=== Section Start ===
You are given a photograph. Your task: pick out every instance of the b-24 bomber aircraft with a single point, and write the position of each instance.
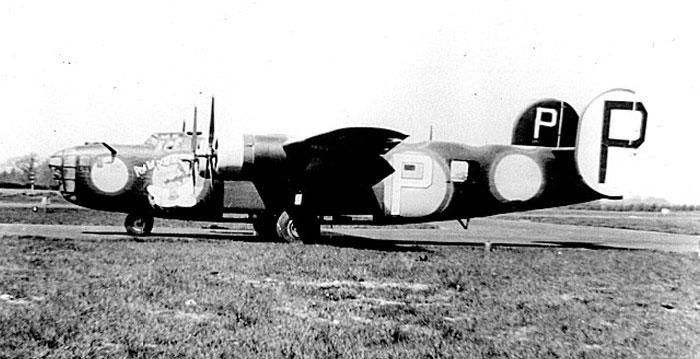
(288, 187)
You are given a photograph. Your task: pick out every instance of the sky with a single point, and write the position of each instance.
(81, 71)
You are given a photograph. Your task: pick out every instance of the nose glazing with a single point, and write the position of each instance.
(65, 167)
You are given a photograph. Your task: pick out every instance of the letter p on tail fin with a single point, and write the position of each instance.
(612, 127)
(547, 123)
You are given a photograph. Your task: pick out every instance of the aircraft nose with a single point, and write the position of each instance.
(64, 166)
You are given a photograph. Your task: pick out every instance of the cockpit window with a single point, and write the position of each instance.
(152, 141)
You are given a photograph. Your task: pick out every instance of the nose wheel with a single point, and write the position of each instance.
(138, 224)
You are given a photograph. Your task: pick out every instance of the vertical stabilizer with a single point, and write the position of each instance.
(613, 126)
(547, 123)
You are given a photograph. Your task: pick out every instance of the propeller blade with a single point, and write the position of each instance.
(194, 150)
(194, 132)
(211, 126)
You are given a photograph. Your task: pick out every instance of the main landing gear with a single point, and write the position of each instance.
(289, 228)
(138, 224)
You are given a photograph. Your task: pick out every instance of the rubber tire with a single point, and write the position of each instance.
(266, 227)
(138, 225)
(297, 228)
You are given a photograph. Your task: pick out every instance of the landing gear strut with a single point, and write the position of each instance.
(138, 224)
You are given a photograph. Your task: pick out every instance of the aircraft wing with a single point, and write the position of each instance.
(345, 158)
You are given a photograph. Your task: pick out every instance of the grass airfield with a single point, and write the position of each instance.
(199, 297)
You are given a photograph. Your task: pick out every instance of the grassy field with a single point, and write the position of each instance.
(170, 297)
(199, 298)
(677, 222)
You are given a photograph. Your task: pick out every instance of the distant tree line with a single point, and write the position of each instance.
(634, 206)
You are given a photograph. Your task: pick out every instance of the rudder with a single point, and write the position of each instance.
(613, 126)
(547, 123)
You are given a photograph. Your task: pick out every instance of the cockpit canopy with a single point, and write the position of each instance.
(175, 141)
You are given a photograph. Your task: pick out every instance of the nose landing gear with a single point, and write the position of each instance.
(138, 224)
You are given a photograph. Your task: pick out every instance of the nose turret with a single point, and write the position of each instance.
(92, 165)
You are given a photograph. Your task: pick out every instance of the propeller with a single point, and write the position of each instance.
(213, 146)
(211, 154)
(195, 159)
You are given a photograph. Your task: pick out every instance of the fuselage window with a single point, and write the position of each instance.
(459, 171)
(412, 171)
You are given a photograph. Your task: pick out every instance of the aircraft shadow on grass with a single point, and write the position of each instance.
(357, 242)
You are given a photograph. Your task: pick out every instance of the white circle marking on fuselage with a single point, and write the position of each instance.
(517, 177)
(109, 175)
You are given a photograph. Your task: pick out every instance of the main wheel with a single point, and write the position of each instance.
(138, 224)
(304, 228)
(265, 226)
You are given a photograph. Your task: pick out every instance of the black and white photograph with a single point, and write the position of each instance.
(365, 179)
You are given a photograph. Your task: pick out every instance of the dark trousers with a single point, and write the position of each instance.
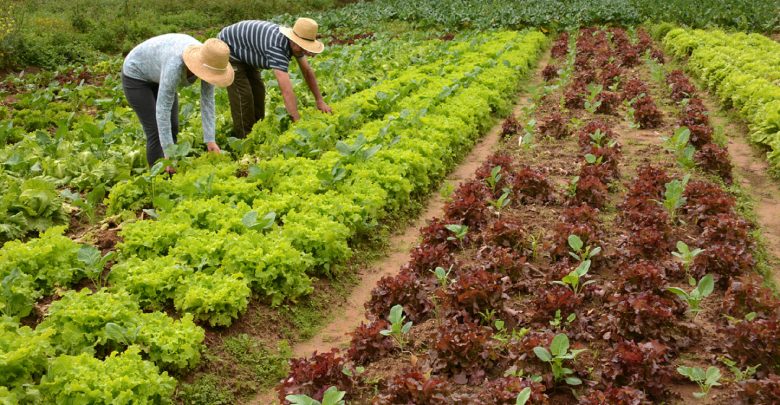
(142, 96)
(247, 98)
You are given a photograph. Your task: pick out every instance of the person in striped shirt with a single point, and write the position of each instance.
(264, 45)
(152, 73)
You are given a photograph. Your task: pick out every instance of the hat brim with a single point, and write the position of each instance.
(309, 45)
(219, 78)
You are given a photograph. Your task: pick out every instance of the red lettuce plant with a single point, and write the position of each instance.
(463, 350)
(368, 344)
(754, 342)
(610, 101)
(312, 376)
(646, 113)
(643, 275)
(715, 159)
(644, 365)
(530, 185)
(414, 388)
(502, 260)
(469, 205)
(404, 289)
(561, 46)
(504, 391)
(477, 291)
(592, 191)
(507, 233)
(550, 72)
(510, 127)
(705, 200)
(747, 294)
(553, 125)
(763, 391)
(615, 396)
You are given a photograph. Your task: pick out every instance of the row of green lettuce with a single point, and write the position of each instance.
(228, 227)
(743, 70)
(750, 15)
(267, 227)
(69, 136)
(49, 34)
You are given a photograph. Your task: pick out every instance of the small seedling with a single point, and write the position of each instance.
(697, 295)
(682, 149)
(535, 241)
(398, 329)
(705, 379)
(523, 396)
(501, 202)
(88, 204)
(494, 178)
(558, 353)
(748, 317)
(527, 140)
(581, 252)
(631, 113)
(687, 256)
(125, 336)
(266, 222)
(600, 139)
(739, 374)
(573, 279)
(352, 373)
(446, 191)
(592, 159)
(459, 232)
(673, 196)
(332, 396)
(591, 104)
(503, 335)
(558, 321)
(442, 276)
(94, 262)
(571, 188)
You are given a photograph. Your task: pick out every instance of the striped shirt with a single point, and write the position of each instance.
(258, 43)
(159, 60)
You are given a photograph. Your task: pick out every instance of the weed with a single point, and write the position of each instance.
(705, 379)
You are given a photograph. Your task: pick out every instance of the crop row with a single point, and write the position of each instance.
(744, 71)
(225, 228)
(312, 207)
(68, 137)
(524, 293)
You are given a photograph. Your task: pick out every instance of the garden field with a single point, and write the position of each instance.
(613, 238)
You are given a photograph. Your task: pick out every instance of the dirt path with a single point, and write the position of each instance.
(350, 314)
(753, 173)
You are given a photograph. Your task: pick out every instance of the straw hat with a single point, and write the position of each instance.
(210, 62)
(304, 33)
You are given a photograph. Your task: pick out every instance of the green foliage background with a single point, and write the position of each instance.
(47, 33)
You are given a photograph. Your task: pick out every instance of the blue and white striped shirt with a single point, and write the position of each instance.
(159, 60)
(258, 43)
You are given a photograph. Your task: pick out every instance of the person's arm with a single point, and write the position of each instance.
(208, 117)
(285, 86)
(166, 93)
(311, 81)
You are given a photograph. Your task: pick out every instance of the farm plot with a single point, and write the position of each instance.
(743, 70)
(224, 229)
(598, 258)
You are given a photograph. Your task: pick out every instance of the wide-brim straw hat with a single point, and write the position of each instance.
(210, 61)
(304, 33)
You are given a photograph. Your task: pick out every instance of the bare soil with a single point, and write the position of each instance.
(351, 312)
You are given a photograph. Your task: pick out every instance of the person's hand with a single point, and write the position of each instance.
(323, 107)
(213, 147)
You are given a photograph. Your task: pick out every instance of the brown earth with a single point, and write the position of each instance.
(351, 313)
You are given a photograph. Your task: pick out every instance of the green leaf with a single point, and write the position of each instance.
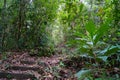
(100, 32)
(82, 74)
(110, 50)
(90, 27)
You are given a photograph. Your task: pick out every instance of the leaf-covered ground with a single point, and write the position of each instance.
(22, 66)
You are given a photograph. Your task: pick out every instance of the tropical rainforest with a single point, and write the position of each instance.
(59, 39)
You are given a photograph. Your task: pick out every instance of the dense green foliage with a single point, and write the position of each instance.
(25, 24)
(91, 28)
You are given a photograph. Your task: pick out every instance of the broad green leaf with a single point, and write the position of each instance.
(100, 32)
(103, 58)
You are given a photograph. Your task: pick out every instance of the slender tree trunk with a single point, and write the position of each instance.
(4, 24)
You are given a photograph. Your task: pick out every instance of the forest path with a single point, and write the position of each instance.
(21, 66)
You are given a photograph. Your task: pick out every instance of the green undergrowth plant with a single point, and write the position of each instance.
(92, 46)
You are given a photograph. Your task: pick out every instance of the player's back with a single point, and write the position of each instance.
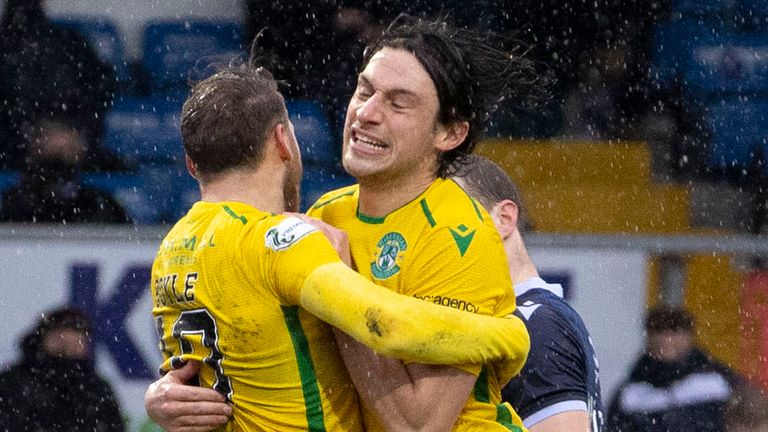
(562, 371)
(218, 297)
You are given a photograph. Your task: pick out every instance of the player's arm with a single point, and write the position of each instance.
(408, 328)
(406, 396)
(400, 326)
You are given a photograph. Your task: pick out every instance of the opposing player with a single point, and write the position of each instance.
(421, 104)
(558, 389)
(242, 288)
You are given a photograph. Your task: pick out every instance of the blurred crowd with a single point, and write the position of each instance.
(616, 68)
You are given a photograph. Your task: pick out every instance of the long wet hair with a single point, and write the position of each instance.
(473, 72)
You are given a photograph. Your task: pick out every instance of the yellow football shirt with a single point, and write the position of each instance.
(225, 285)
(442, 248)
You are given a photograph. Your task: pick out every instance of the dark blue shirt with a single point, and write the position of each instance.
(561, 373)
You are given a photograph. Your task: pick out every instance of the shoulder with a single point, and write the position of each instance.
(333, 200)
(446, 204)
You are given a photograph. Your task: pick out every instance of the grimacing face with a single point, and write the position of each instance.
(391, 127)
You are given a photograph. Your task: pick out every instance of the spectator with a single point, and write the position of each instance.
(747, 410)
(49, 190)
(674, 386)
(47, 69)
(54, 387)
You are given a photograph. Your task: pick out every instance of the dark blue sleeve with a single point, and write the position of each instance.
(558, 365)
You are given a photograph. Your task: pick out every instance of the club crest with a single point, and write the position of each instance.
(390, 249)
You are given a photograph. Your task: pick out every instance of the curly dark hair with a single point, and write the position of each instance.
(473, 72)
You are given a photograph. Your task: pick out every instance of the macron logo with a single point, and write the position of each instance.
(527, 309)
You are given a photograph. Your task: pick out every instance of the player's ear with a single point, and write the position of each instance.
(280, 134)
(191, 166)
(505, 214)
(452, 135)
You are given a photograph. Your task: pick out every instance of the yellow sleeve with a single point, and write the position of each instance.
(294, 249)
(408, 328)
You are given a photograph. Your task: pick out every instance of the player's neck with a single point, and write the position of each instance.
(380, 198)
(259, 188)
(521, 267)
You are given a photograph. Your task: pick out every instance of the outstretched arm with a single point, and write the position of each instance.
(411, 329)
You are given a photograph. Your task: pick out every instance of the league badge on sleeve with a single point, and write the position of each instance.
(287, 233)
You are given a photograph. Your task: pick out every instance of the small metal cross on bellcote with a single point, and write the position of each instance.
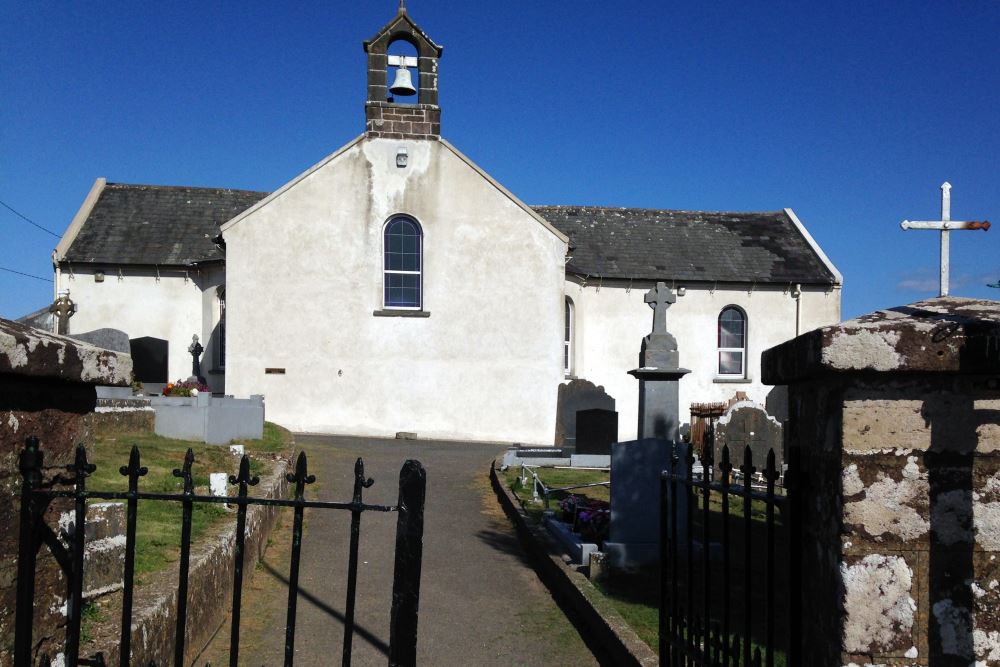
(659, 299)
(945, 225)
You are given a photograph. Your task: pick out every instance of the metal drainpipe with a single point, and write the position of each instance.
(797, 295)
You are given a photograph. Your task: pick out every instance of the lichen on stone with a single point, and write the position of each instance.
(891, 507)
(879, 609)
(863, 350)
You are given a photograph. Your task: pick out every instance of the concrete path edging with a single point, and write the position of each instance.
(606, 627)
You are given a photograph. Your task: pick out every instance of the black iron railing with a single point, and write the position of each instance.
(729, 580)
(36, 495)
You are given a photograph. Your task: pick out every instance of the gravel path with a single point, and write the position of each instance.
(481, 603)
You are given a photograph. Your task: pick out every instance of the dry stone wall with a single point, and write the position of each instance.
(897, 419)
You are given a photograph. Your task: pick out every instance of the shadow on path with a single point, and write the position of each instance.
(367, 635)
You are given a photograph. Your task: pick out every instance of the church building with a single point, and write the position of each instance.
(396, 287)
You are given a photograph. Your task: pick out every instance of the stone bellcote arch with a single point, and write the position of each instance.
(392, 120)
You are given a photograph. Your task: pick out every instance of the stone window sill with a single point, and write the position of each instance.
(401, 313)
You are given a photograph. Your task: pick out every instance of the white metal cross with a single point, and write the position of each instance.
(945, 225)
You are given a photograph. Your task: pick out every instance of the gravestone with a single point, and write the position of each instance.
(108, 339)
(596, 430)
(574, 396)
(746, 423)
(659, 373)
(634, 536)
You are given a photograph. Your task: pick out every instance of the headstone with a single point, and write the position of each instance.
(574, 396)
(149, 359)
(634, 537)
(596, 430)
(746, 423)
(636, 466)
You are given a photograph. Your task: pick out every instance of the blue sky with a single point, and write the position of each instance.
(851, 113)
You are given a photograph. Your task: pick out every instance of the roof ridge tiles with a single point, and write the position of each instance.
(153, 186)
(652, 210)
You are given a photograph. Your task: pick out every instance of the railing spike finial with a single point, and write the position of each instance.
(133, 469)
(301, 473)
(244, 477)
(359, 479)
(771, 472)
(185, 472)
(30, 461)
(81, 466)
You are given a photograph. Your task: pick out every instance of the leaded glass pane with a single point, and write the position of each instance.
(402, 290)
(731, 328)
(402, 246)
(730, 363)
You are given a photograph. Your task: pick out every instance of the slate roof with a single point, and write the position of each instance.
(168, 225)
(631, 243)
(155, 224)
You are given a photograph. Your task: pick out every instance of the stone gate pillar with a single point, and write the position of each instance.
(896, 416)
(47, 388)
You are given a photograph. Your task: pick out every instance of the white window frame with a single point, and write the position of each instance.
(742, 350)
(569, 333)
(420, 257)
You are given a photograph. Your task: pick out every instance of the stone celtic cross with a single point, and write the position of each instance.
(659, 299)
(945, 225)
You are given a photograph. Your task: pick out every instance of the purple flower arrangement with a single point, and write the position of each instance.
(591, 518)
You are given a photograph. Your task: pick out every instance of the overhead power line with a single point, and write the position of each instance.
(28, 275)
(27, 219)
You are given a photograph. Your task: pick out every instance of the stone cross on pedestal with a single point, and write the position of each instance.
(659, 299)
(658, 372)
(944, 225)
(195, 349)
(63, 308)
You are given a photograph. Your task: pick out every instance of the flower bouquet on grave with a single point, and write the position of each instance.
(184, 388)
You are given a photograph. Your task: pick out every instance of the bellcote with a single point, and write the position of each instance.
(390, 116)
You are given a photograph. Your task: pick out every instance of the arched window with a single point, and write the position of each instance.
(732, 342)
(568, 337)
(403, 263)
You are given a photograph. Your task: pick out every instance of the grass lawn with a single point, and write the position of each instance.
(158, 524)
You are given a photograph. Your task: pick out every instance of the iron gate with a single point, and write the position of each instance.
(36, 495)
(714, 611)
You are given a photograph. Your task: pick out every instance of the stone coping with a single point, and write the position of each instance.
(944, 334)
(604, 627)
(31, 352)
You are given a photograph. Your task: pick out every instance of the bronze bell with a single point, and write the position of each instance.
(403, 85)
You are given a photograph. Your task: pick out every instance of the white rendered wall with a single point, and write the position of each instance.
(611, 321)
(305, 275)
(140, 304)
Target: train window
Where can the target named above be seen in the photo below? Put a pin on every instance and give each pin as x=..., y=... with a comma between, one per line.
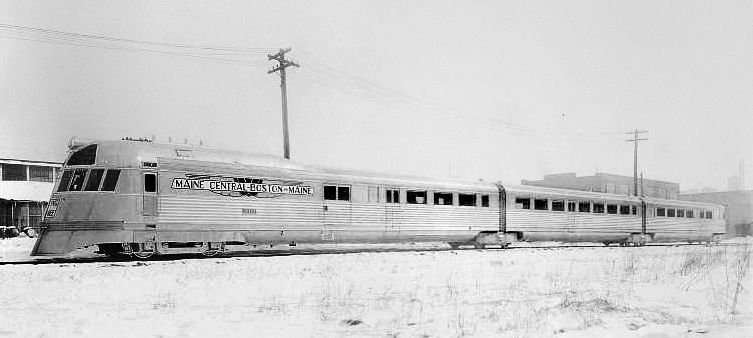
x=330, y=192
x=393, y=196
x=540, y=204
x=65, y=180
x=77, y=182
x=95, y=177
x=522, y=203
x=468, y=200
x=373, y=193
x=584, y=206
x=150, y=182
x=598, y=207
x=443, y=198
x=343, y=193
x=612, y=209
x=14, y=172
x=111, y=180
x=416, y=196
x=84, y=156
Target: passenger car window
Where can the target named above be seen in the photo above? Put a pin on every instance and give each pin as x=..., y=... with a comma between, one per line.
x=150, y=183
x=443, y=198
x=485, y=201
x=416, y=196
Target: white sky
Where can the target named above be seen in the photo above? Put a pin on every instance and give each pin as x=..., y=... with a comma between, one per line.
x=499, y=90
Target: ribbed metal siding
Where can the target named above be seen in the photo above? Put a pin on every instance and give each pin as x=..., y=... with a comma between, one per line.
x=181, y=213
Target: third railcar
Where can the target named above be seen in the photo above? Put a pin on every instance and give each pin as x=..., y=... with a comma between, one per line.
x=142, y=198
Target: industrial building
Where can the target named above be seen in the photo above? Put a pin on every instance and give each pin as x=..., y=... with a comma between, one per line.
x=609, y=183
x=25, y=188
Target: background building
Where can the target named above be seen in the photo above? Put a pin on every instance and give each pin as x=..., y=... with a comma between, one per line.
x=25, y=188
x=738, y=209
x=608, y=183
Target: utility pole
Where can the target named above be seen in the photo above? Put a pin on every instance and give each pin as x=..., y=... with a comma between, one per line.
x=635, y=140
x=281, y=65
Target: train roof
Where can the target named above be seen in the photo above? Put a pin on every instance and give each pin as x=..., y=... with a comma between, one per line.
x=546, y=192
x=130, y=153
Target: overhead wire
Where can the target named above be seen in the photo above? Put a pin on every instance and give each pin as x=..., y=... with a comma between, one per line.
x=322, y=70
x=327, y=75
x=220, y=54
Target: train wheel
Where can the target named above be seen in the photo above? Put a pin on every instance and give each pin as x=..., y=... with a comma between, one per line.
x=211, y=249
x=143, y=251
x=30, y=232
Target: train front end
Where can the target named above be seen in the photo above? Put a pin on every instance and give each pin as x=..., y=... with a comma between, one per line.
x=96, y=199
=== Section End ===
Copy only the lines in the listing that contain "train".

Reply to the exercise
Target: train window
Target: train roof
Target: train wheel
Target: train front end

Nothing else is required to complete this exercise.